→ STATED EXERCISE 1
In the fishing report, what were the length and weight of the first trout, the one caught on a Corky?

# Quality Day!



## ghost (Apr 23, 2005)

I put in at Eagle point at 7am and the wind was not to bad. The tide was real low and was coming in hard. The water temp was 58 degrees this morning and warmed up to 60 degrees. I fished 3' to 6' over mud and mud/shell. I caught my first Trout on a Corky and I thought I had a Red, the way he was pulling drag. He had a head shake going and my heart started pounding on the thought of a big Trout. Sure enough, it was a 28" 6 1/2 pound Trout! I forgot my camera so I had to use my phone so the picture quality is not the best. I fished the area for another hour or so with no more takers. I moved to another spot and was throwing plastics (Glow/Chart tail) when a 24" 1/2" Trout (5 1/4 pounds) sucked it up. About 10 casts later, a 25" 1/2" Trout (5 1/2 pounds) decided he wanted in on the action. Another 18" Trout was caught and I called it a day at about 1pm. I have fish in the freezer so all fish were released to fight another day. This was my first time to catch 3 fish over 5 lbs and the 28" Trout was a 1/4" shy of my best (28 1/4 / 7 1/2 pounds). I was flying solo this morning and it was a sight to see me running around the boat with my heart pounding trying to net these fish. LOL.


----------



## Mullet (May 21, 2004)

*sweet*

I would have traded the day I had for the quality you found this morning. Congrads.
Nice fish especially the 28"er. 
If you would have caught her after a meal no telling what she might have wieghed.


----------



## spannymacker (Jan 3, 2008)

wow! nice trout!


----------



## standingroomonly (Apr 13, 2007)

right own!


----------



## RatherBFishing (Jun 10, 2005)

Great job!


----------



## johnmyjohn (Aug 6, 2006)

Fine job.


----------



## troutranger (Apr 26, 2006)

*thumping denied*

Well I guess I made the right call going to the golf course today instead of coming with you and getting another thumping. You definatly have the hot had right now. Remember we have a tournamet in may so keep it up.

Great catch ! and good report.

→ RECORD SET
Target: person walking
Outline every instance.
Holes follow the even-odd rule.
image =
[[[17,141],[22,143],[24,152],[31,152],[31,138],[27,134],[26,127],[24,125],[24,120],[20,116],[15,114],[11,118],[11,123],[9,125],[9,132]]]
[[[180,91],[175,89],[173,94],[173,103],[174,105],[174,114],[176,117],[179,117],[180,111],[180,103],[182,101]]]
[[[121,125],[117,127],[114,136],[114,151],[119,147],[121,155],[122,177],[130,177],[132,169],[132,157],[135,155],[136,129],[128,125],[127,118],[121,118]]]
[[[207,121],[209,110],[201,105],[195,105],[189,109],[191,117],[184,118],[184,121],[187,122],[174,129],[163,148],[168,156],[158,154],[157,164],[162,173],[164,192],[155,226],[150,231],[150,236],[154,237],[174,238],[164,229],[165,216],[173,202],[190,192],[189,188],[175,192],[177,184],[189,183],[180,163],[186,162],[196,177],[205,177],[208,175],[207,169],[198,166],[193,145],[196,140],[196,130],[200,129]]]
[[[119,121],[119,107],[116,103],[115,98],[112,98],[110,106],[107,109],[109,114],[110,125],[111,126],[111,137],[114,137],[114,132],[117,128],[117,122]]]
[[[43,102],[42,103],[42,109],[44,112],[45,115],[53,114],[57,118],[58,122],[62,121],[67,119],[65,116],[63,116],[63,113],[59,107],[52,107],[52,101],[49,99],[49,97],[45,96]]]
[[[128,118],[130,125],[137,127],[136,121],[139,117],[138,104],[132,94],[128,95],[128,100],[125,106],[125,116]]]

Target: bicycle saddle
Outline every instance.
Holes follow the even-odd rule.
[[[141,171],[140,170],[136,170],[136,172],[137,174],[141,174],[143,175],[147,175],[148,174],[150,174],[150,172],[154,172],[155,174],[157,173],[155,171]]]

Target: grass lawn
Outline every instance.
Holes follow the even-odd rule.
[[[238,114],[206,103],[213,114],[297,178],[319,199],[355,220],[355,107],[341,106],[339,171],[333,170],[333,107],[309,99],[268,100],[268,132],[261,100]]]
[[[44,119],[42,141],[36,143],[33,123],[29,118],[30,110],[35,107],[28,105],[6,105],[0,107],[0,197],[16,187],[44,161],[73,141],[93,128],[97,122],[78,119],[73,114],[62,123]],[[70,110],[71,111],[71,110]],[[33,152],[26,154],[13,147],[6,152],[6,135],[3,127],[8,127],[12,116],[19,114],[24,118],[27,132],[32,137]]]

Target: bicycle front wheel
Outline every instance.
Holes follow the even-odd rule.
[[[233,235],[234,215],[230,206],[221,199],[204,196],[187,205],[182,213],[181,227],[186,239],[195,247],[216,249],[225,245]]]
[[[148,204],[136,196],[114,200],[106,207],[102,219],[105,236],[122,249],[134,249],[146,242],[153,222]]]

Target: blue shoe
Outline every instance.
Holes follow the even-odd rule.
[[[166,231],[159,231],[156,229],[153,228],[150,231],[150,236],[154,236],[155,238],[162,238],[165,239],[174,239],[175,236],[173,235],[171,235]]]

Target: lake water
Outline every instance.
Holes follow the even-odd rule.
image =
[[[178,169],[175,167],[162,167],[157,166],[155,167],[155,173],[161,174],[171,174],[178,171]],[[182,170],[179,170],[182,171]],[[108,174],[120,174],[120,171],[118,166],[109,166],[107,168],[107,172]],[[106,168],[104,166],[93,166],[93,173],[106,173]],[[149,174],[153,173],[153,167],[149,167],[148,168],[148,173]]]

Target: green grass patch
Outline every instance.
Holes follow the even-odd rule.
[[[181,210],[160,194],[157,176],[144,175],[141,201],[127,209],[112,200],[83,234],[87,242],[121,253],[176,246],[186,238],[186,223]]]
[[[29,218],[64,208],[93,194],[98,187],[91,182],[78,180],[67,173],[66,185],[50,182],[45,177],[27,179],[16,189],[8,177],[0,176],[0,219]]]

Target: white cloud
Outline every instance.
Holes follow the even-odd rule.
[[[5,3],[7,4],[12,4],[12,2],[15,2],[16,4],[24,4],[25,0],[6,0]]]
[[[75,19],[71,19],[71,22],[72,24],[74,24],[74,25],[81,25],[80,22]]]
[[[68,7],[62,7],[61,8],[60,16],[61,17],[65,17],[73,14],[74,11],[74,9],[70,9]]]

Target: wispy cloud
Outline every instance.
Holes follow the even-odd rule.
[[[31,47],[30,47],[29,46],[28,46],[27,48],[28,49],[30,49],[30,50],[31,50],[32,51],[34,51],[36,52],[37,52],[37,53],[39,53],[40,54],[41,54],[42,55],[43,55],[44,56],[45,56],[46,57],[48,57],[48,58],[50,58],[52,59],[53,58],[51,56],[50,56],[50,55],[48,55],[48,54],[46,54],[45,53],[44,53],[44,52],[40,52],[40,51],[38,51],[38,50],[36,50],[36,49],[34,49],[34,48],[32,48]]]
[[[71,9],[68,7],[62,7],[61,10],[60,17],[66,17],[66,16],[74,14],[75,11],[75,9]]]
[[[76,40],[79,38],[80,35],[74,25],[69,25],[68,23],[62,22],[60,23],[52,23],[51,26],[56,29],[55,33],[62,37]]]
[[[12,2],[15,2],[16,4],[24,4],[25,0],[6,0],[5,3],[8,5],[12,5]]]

→ STATED EXERCISE 2
Rewrite the records from the line containing "Target: lake water" down through the end of the records, with "Outline" changed to "Trace" and nothing else altered.

→ WRITTEN RESPONSE 1
It was 28 inches long and weighed 6 1/2 pounds.

→ WRITTEN RESPONSE 2
Target: lake water
Trace every instance.
Holes follow the even-odd rule.
image =
[[[178,169],[175,167],[162,167],[157,166],[155,167],[155,173],[161,174],[171,174],[178,171]],[[182,170],[179,170],[182,171]],[[108,174],[120,174],[120,171],[118,166],[109,166],[107,168],[107,172]],[[106,168],[104,166],[93,166],[93,173],[106,173]],[[149,174],[153,173],[153,167],[149,167],[148,168],[148,173]]]

Target: green grass patch
Trace every instance.
Holes follow the even-odd rule.
[[[181,210],[160,194],[157,176],[144,175],[141,201],[127,209],[112,200],[83,234],[87,242],[121,253],[176,246],[186,238],[186,223]]]
[[[29,218],[64,208],[93,194],[98,187],[91,182],[78,180],[67,173],[66,185],[50,182],[45,177],[27,179],[16,189],[8,177],[0,176],[0,219]]]

Target: white cloud
Trace every instance.
Holes follow the even-odd rule.
[[[5,3],[7,4],[12,4],[12,2],[15,2],[16,4],[24,4],[25,0],[6,0]]]
[[[75,19],[71,19],[71,22],[72,24],[74,24],[74,25],[81,25],[80,22]]]
[[[68,7],[62,7],[61,8],[60,16],[61,17],[65,17],[73,14],[74,11],[74,9],[70,9]]]

Target: wispy cloud
Trace every instance.
Holes follow the even-odd rule.
[[[31,47],[30,47],[29,46],[28,46],[27,48],[28,49],[30,49],[30,50],[31,50],[32,51],[34,51],[36,52],[37,52],[37,53],[39,53],[40,54],[41,54],[42,55],[43,55],[44,56],[45,56],[46,57],[48,57],[48,58],[50,58],[52,59],[53,58],[51,56],[50,56],[50,55],[48,55],[48,54],[46,54],[45,53],[44,53],[44,52],[40,52],[40,51],[38,51],[38,50],[36,50],[36,49],[34,49],[34,48],[32,48]]]
[[[71,9],[68,7],[62,7],[61,10],[60,17],[66,17],[66,16],[74,14],[75,11],[75,9]]]
[[[76,40],[79,38],[80,35],[74,25],[69,25],[68,23],[62,22],[60,23],[52,23],[51,26],[56,29],[55,33],[62,37]]]
[[[12,2],[15,2],[16,4],[24,4],[25,0],[6,0],[5,3],[8,5],[12,5]]]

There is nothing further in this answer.